__WHAT TO PRODUCE__. Report each line in the entries below that contains the word "machine".

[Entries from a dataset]
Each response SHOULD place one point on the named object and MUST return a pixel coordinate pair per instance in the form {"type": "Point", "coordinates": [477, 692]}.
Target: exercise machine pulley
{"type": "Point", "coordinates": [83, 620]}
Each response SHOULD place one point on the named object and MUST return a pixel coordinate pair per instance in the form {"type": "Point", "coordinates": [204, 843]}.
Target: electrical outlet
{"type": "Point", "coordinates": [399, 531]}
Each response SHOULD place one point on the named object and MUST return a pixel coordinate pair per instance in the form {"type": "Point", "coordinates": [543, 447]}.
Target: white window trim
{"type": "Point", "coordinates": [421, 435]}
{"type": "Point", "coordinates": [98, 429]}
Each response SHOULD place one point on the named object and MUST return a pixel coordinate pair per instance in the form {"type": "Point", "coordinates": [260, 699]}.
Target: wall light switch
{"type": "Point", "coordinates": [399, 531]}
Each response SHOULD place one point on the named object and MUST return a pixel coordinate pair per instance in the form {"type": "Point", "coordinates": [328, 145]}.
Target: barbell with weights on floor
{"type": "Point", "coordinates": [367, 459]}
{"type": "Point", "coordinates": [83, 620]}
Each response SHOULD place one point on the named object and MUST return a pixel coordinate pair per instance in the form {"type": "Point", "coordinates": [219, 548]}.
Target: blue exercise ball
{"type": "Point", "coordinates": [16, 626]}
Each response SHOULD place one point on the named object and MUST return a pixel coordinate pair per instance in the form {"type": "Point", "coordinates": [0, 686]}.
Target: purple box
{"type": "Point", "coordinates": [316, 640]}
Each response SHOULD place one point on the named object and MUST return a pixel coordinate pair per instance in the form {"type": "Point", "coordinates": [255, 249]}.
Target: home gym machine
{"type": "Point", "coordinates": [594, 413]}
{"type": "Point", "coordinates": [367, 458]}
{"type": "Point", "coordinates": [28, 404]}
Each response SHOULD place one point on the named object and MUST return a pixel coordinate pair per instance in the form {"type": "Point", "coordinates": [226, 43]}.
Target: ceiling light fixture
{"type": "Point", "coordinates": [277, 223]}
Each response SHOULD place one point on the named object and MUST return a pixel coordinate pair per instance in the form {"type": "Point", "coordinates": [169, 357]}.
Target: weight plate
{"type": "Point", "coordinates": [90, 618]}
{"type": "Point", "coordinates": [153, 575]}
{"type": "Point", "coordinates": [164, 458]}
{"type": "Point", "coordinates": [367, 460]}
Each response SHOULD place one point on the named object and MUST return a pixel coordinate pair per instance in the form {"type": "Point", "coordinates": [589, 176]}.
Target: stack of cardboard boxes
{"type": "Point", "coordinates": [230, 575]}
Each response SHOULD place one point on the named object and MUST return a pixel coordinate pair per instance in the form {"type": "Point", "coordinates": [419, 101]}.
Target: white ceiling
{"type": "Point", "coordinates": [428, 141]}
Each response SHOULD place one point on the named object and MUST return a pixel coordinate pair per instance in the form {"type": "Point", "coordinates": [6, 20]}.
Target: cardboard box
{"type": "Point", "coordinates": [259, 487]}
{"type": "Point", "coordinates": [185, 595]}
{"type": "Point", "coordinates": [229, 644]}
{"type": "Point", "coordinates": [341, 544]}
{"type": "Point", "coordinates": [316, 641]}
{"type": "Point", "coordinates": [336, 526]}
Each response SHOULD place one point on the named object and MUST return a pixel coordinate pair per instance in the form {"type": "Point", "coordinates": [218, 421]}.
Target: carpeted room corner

__FULL OUTPUT__.
Target: exercise machine pulley
Target: home gym machine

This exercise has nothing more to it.